* **Excerpt**:
Academic background
- Education: Stanford University (BA) University of California, Berkeley, School of Law (JD)

Academic work
- Institutions: University of Michigan Law School

= Rebecca S. Eisenberg =

American lawyer and professor

Rebecca Sue Eisenberg is an American lawyer and professor. She is a Robert and Barbara Luciano Professor at the University of Michigan Law School.

==Education==
Eisenberg graduated with a Bachelor of Arts degree from Stanford University and received a J.D. from UC Berkeley School of Law where she also served as an editor of the California Law Review.

==Career==
Eisenberg began her law career as a clerk for Judge Robert F. Peckham at the United States District Court for the Northern District of California. Eisenberg practiced law in San Francisco, California.

In 1984, Eisenberg joined the faculty at the University of Michigan Law School, where she was subsequently named a Robert and Barbara Luciano Professor. She was one of the first female faculty in Michigan's law school, with Sallyanne Payton and Christina Whitman being hired eight years before her. In 1993, Eisenberg published a journal article titled "The Scholar as Advocate." Her research is focused primarily on patent law and biomedical law. According to Web of Science on 2023-06-15 she has 31 indexed publications and a Hirsch index of 16.

During the 1999–2000 academic year, Eisenberg was a visiting professor of law, science, and technology at Stanford Law School.

== Awards ==
- 2002 Distinguished Service Award. UC Berkeley School of Law.

(Dataset lines)
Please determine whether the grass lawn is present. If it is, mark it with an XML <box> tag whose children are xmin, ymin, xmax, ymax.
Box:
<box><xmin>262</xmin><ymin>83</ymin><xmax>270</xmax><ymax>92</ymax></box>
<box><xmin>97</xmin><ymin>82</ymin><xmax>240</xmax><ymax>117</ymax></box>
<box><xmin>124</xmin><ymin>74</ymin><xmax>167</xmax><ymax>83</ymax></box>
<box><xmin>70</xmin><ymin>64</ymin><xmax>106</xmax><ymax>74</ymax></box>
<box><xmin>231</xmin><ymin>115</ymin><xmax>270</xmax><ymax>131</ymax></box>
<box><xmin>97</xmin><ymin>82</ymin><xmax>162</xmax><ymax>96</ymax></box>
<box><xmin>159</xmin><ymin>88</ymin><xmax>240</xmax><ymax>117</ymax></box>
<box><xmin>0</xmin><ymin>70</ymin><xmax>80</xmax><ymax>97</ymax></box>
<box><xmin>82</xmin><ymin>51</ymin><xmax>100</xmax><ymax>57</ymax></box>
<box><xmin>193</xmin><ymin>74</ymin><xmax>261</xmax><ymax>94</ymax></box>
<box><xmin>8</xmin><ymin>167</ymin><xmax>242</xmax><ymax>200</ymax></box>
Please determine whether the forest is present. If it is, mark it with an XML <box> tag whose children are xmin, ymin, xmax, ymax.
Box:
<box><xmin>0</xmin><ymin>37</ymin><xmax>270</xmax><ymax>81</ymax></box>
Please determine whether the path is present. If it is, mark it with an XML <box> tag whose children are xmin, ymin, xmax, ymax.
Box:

* **Activity**: In the biography of Rebecca S. Eisenberg, in what year did she join the faculty at the University of Michigan Law School?

* **Written answer**: 1984